Spatial localization data
*** Begin section ***

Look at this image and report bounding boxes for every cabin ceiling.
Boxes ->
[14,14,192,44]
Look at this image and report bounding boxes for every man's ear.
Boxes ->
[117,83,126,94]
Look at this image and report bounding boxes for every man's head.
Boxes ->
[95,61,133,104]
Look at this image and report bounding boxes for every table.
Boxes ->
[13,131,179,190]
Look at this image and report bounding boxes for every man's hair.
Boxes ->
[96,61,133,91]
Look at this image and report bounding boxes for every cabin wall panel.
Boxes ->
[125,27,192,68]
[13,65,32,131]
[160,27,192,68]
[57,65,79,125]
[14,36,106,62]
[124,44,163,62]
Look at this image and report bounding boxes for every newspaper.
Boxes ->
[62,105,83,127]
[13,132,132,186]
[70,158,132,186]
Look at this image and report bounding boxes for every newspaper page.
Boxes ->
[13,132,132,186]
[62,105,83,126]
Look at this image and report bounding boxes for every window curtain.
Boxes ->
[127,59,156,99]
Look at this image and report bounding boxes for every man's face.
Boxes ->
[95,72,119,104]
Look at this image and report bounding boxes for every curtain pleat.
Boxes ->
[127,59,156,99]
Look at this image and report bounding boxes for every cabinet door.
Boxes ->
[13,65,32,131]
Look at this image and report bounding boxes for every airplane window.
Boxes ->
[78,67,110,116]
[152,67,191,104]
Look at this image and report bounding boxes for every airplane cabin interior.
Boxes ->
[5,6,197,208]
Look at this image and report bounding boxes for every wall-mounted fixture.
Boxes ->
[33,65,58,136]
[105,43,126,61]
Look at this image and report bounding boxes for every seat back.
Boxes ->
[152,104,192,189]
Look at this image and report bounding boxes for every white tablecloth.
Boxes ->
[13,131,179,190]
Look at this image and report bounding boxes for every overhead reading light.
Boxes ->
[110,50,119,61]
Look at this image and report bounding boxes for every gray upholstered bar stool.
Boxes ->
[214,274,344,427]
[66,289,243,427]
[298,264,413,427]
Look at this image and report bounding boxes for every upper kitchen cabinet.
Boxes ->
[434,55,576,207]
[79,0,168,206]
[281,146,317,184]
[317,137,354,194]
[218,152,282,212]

*** End section ***

In the data above, find the line that contains "Look at this image and report bounding boxes for every cabinet", then reproduce exactly every line from the first line through that line.

** Task answer **
Look at this image and report bounding boxes for every cabin ceiling.
Boxes ->
[14,14,192,44]
Look at this image and report bounding boxes for every man's ear.
Boxes ->
[117,83,126,94]
Look at this image and report bounding boxes for every man's head.
Boxes ->
[95,61,133,104]
Look at this image and report bounding boxes for every table.
Boxes ->
[13,131,179,190]
Look at this image and report bounding boxes for every man's hair.
Boxes ->
[96,61,133,91]
Look at this image and report bounding boxes for every cabin wall panel.
Boxes ->
[125,27,192,68]
[13,65,32,131]
[160,27,192,68]
[57,65,79,125]
[14,36,106,62]
[124,44,163,62]
Look at this image and report bounding boxes for every newspaper.
Boxes ->
[62,105,83,127]
[13,132,132,186]
[70,158,132,186]
Look at this image and report bounding boxes for every newspaper page.
Boxes ->
[13,132,132,186]
[62,105,83,126]
Look at this image and report bounding boxes for every window curtain.
Boxes ->
[127,59,156,99]
Look at this image and report bounding boxes for every man's face.
Boxes ->
[95,72,119,104]
Look at this image and report bounding boxes for every curtain pleat.
Boxes ->
[127,59,156,99]
Look at this image and report bounding boxes for every cabinet door.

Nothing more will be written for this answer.